QUESTIONS ON THE MATERIAL
A. Copy the article on Takeshi Ebisawa word for word from "- Born: 1964" to "dealer (born 1964)".
B. Continue the article on Takeshi Ebisawa, starting after its final sentence.

PASSAGE FOR REVIEW
▬▬▬▬▬▬▬▬▬▬

- Born: 1964 (age 61–62) Utsunomiya, Tochigi, Japan
- Convictions: Conspiracy to traffic nuclear material, Drug trafficking, weapons trafficking and money laundering
- Criminal penalty: 20 Year Imprisonment
- Date apprehended: April 4, 2022
- Imprisoned at: FCI Cumberland

= Takeshi Ebisawa =

Japanese arms dealer (born 1964)

Takeshi Ebisawa , also reported as Tsuyoshi Ebisawa , is a Japanese drug smuggler and arms dealer. In the early 2020s, he unsuccessfully attempted to sell nuclear materials to Iran for the purposes of nuclear proliferation. He was arrested in an American sting operation in 2022, and sentenced to 20 years imprisonment in 2026.

== Background ==
Ebisawa was born in 1964, in a middle-class family in Utsunomiya. He did not complete high school, worked in manual labor, and eventually became a construction manager. By the 2010s, he was involved in various industries across South Asia. According to journalist Jake Adelstein, Ebisawa was a confidence man.

== Criminal activities ==
Since at least 2019, Ebisawa was under investigation by the U.S. Drug Enforcement Administration (DEA) for large-scale narcotics and weapons trafficking. Unbeknownst to him, he engaged with an undercover DEA agent posing as a trafficker, to whom he introduced his international network of criminal associates. Ebisawa conspired to broker the purchase of U.S.-made surface-to-air missiles and other heavy weaponry intended for ethnic armed groups in Myanmar. As partial payment for these weapons, he planned to distribute large quantities of heroin and methamphetamine in the United States, specifically targeting the New York market.

▬▬▬▬▬▬▬▬▬▬

RECORDED INFORMATION
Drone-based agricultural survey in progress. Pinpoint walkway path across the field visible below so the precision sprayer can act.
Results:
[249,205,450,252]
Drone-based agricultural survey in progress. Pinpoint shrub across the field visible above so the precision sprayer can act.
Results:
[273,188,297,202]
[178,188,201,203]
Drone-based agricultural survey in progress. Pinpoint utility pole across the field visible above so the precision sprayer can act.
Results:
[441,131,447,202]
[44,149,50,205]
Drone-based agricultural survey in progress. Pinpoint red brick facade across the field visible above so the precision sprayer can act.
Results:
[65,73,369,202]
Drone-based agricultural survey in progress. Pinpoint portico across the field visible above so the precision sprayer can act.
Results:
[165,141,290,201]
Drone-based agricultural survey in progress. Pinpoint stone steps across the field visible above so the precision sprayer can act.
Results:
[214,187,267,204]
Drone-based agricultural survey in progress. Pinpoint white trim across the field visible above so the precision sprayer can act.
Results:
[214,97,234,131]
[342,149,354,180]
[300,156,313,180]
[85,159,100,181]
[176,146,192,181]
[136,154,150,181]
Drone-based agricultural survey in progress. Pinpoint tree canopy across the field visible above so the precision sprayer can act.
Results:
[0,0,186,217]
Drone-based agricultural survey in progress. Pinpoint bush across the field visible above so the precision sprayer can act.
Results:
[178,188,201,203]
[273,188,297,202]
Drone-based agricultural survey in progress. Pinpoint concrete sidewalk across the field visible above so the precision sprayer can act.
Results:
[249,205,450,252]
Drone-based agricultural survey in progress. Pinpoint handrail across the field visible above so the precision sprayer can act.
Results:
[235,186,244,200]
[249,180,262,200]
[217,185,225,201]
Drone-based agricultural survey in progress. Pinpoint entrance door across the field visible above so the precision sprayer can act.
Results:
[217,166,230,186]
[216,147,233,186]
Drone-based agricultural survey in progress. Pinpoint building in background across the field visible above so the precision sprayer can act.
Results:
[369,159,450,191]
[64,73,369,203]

▬▬▬▬▬▬▬▬▬▬

ANSWERS TO THE PROBLEMS
A.
- Born: 1964 (age 61–62) Utsunomiya, Tochigi, Japan
- Convictions: Conspiracy to traffic nuclear material, Drug trafficking, weapons trafficking and money laundering
- Criminal penalty: 20 Year Imprisonment
- Date apprehended: April 4, 2022
- Imprisoned at: FCI Cumberland

= Takeshi Ebisawa =

Japanese arms dealer (born 1964)

B.
In early 2020, Ebisawa informed undercover agents of his access to substantial quantities of nuclear materials, including uranium and weapons-grade plutonium, which he intended to sell. He provided photographs depicting substances with Geiger counters measuring radiation and lab analyses indicating the presence of thorium and uranium. These materials were sourced from Myanmar, with the expectation that they would be used in the development of nuclear weapons.

Ebisawa was arrested in April 2022 in Manhattan during a DEA sting operation. He was charged with conspiring to traffic nuclear materials, narcotics, and weapons. On 8 January 2025, he pleaded guilty in Manhattan federal court to charges of conspiring to sell nuclear materials from Myanmar to Iran, as well as being involved in drug trafficking and weapons-related crimes, which carry a mandatory minimum sentence of 10 years in prison and the possibility of life imprisonment. Ebisawa was sentenced to 20 years imprisonment on 3 March 2026.

American prosecutors stated that Ebisawa was a leader in the Japanese mafia, or yakuza. However, according to Adelstein, Ebisawa was not a yakuza but may have been mistaken for such.